--- Source extract ---
****************

Voices from Russia

Friday, 21 June 2013

21 June 2013. RIA-Novosti Infographics. Secrets of the Lenin Mausoleum

00 RIA-Novosti Infographics. The Layout of the Lenin Mausoleum on Red Square. 2010


The Lenin Mausoleum, located on Red Square in Moscow, is one of the high points of Soviet architecture. The supervising architect of the project was Aleksei Shchusev. The first temporary wooden mausoleum opened 27 January 1924 near the Senate Tower in the Kremlin on Red Square. The second mausoleum was a truncated step pyramid, with stairs joined on both sides of an L-shaped extension. The permanent stone mausoleum was ready in 1930. 22 April 2011 marks 141 years since the birth of Vladimir Ilyich Ulyanov (Lenin) , statesman, politician, and Marxist theoretician, founder of the Communist Party of the Soviet Union and of the USSR.

****************

--- Source data ---
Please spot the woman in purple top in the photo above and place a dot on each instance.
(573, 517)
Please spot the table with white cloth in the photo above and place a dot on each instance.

****************

--- Parts of the exercise ---
1 - According to the mausoleum passage, who supervised the project as architect?
2 - Please copy the mausoleum passage word for word from "Voices from Russia" to "of the USSR.".
3 - Write what comes next in the mausoleum passage, beginning after its final sentence.
The data is separate from the mausoleum passage.

--- Answers for the exercise ---
1 - Aleksei Shchusev

2 -
Voices from Russia

Friday, 21 June 2013

21 June 2013. RIA-Novosti Infographics. Secrets of the Lenin Mausoleum

00 RIA-Novosti Infographics. The Layout of the Lenin Mausoleum on Red Square. 2010


The Lenin Mausoleum, located on Red Square in Moscow, is one of the high points of Soviet architecture. The supervising architect of the project was Aleksei Shchusev. The first temporary wooden mausoleum opened 27 January 1924 near the Senate Tower in the Kremlin on Red Square. The second mausoleum was a truncated step pyramid, with stairs joined on both sides of an L-shaped extension. The permanent stone mausoleum was ready in 1930. 22 April 2011 marks 141 years since the birth of Vladimir Ilyich Ulyanov (Lenin) , statesman, politician, and Marxist theoretician, founder of the Communist Party of the Soviet Union and of the USSR.

3 -
22 April 2011




Editor’s Note:

I put this up, an infographic about a monument to a truly historical figure, because there are people in the ROCOR cosying up publicly to the specious pretender Maria Vladimirovna Romanova (her badmouthing of the late Grand Princess Xenia‘s family (who have a better claim than she does) is below the salt, to say the least). What’s worse, a bishop accepted a spurious “award” from this posturing poseur (see this disgusting post on the ROCOR official website). Like it or lump it, Vladimir Ilyich Lenin was an historical figure, one of the “greats” in Russian history. You can’t airbrush him out of the story… yet, some would have it that way, and we should oppose them with all our powers. What happened, HAPPENED. Indeed, much GOOD happened because of the communists, and we should never deny it.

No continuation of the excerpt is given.